* _DIRECTIVE 1_
Answer these questions about the message on URI terminology:
(a) In the quoted note, what encoding is a non-ASCII character in a URI first represented in?
(b) According to the writer, what is responsible for escaping non-permitted characters in URI-refs?
(c) What does the second numbered point say about N-triple URIs?
* _DIRECTIVE 2_
Reproduce the message on URI terminology from "I also note" up to and including "be already encoded.", switching "test case" to "test suite".

* _EXTRACT_
++++++++++++++++++++
Re: URI terminology demystified

Hmmm, I was just examing the XML specs concerning system identifiers
....

See:

http://www.w3.org/XML/xml-V10-2e-errata#E4


Your quote from the old RDF spec:

Dan Connolly wrote:
> 
>   Note: Although non-ASCII characters in URIs are not allowed by [URI],
> [XML]
>   specifies a convention to avoid unnecessary incompatibilities in
> extended URI
>   syntax. Implementors of RDF are encouraged to avoid further
> incompatibility and
>   use the XML convention for system identifiers. Namely, that a
> non-ASCII character
>   in a URI be represented in UTF-8 as one or more bytes, and then these
> bytes be
>   escaped with the URI escaping mechanism (i.e., by converting each byte
> to %HH,
>   where HH is the hexadecimal notation of the byte value).
> 


This seems to be a misinterpretation of the XML spec, which the erratum
clarifies.
We should, IMO, hence go along with the clarification, and the RDF/XML
processor is responsible for escaping non-permitted characters in
URI-refs.



I also note that this is consistent with our test case:

http://www.w3.org/2000/10/rdf-tests/rdfcore/rdfms-difference-between-ID-and-about/test2.nt

http://www.w3.org/2000/10/rdf-tests/rdfcore/rdfms-difference-between-ID-and-about/test2.rdf


which has not been approved, seems to suggest the following

1: ID's are subject to the same URI encoding rule.
2: N-triple URIs are in US-ASCII and must be already encoded.

These seem like good things.

Dan - do you know about namespace declarations? 
    - are the URIs in Unicode (needing escaping) or US-ASCII?

Jeremy

Received on Thursday, 20 September 2001 09:20:31 UTC
++++++++++++++++++++
* _DATA PROVIDED_
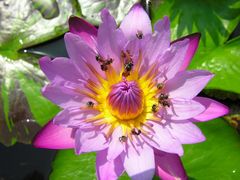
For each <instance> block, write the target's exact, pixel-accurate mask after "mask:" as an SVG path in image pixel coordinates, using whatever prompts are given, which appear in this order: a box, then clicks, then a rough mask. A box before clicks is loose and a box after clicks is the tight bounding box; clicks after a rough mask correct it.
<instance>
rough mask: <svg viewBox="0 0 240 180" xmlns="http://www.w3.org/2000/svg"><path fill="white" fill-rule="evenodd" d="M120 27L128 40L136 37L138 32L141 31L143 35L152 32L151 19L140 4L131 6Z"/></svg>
++++++++++++++++++++
* _EXERCISE SOLUTION 1_
(a) UTF-8, as one or more bytes.
(b) The RDF/XML processor.
(c) They are in US-ASCII and must be already encoded.

* _EXERCISE SOLUTION 2_
I also note that this is consistent with our test suite:

http://www.w3.org/2000/10/rdf-tests/rdfcore/rdfms-difference-between-ID-and-about/test2.nt

http://www.w3.org/2000/10/rdf-tests/rdfcore/rdfms-difference-between-ID-and-about/test2.rdf


which has not been approved, seems to suggest the following

1: ID's are subject to the same URI encoding rule.
2: N-triple URIs are in US-ASCII and must be already encoded.